• What this task involves:
Pull out every line of the records below that contains the word "reflection", and copy each one in full.

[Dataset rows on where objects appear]
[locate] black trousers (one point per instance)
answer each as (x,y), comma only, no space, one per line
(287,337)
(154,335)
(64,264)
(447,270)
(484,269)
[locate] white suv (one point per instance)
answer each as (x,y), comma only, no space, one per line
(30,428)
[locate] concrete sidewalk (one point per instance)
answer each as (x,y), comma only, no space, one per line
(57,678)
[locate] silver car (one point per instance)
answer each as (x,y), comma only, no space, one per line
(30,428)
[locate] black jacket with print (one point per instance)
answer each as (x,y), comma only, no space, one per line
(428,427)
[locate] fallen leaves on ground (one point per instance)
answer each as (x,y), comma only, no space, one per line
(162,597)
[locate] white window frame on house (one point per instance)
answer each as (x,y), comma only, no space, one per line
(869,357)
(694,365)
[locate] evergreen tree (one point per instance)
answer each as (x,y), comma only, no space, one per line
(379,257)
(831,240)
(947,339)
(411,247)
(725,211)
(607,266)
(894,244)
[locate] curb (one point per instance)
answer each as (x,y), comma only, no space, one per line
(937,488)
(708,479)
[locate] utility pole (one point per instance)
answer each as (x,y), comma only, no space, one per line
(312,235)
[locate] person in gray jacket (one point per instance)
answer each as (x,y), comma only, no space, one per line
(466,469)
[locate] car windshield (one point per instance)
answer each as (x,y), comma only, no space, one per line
==
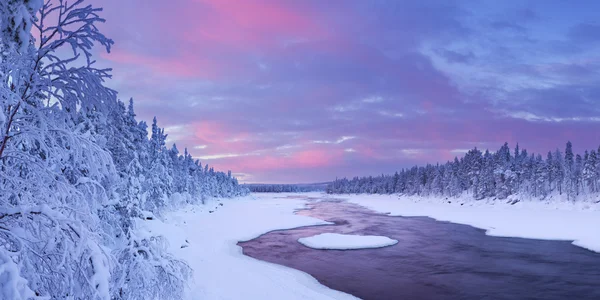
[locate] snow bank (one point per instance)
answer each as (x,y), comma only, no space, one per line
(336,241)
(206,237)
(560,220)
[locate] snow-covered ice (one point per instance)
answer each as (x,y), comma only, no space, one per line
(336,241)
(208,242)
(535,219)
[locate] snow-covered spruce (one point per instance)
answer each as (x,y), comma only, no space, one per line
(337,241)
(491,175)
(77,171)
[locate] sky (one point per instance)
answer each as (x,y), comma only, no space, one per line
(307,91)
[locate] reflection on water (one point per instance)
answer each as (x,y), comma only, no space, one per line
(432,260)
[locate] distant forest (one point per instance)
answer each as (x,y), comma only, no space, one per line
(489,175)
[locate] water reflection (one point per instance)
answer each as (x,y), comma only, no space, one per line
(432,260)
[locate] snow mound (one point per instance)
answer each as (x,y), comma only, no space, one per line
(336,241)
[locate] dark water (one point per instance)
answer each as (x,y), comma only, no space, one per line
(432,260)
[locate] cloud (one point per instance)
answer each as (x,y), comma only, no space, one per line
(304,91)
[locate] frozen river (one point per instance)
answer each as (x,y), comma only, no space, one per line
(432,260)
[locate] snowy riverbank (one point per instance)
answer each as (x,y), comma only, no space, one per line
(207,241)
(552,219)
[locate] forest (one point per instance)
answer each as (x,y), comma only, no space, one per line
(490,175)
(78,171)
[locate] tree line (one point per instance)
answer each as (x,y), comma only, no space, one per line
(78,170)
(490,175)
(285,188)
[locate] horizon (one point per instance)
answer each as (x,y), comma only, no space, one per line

• Task output:
[locate] reflection on water (one point per instance)
[locate] water reflection (one point per instance)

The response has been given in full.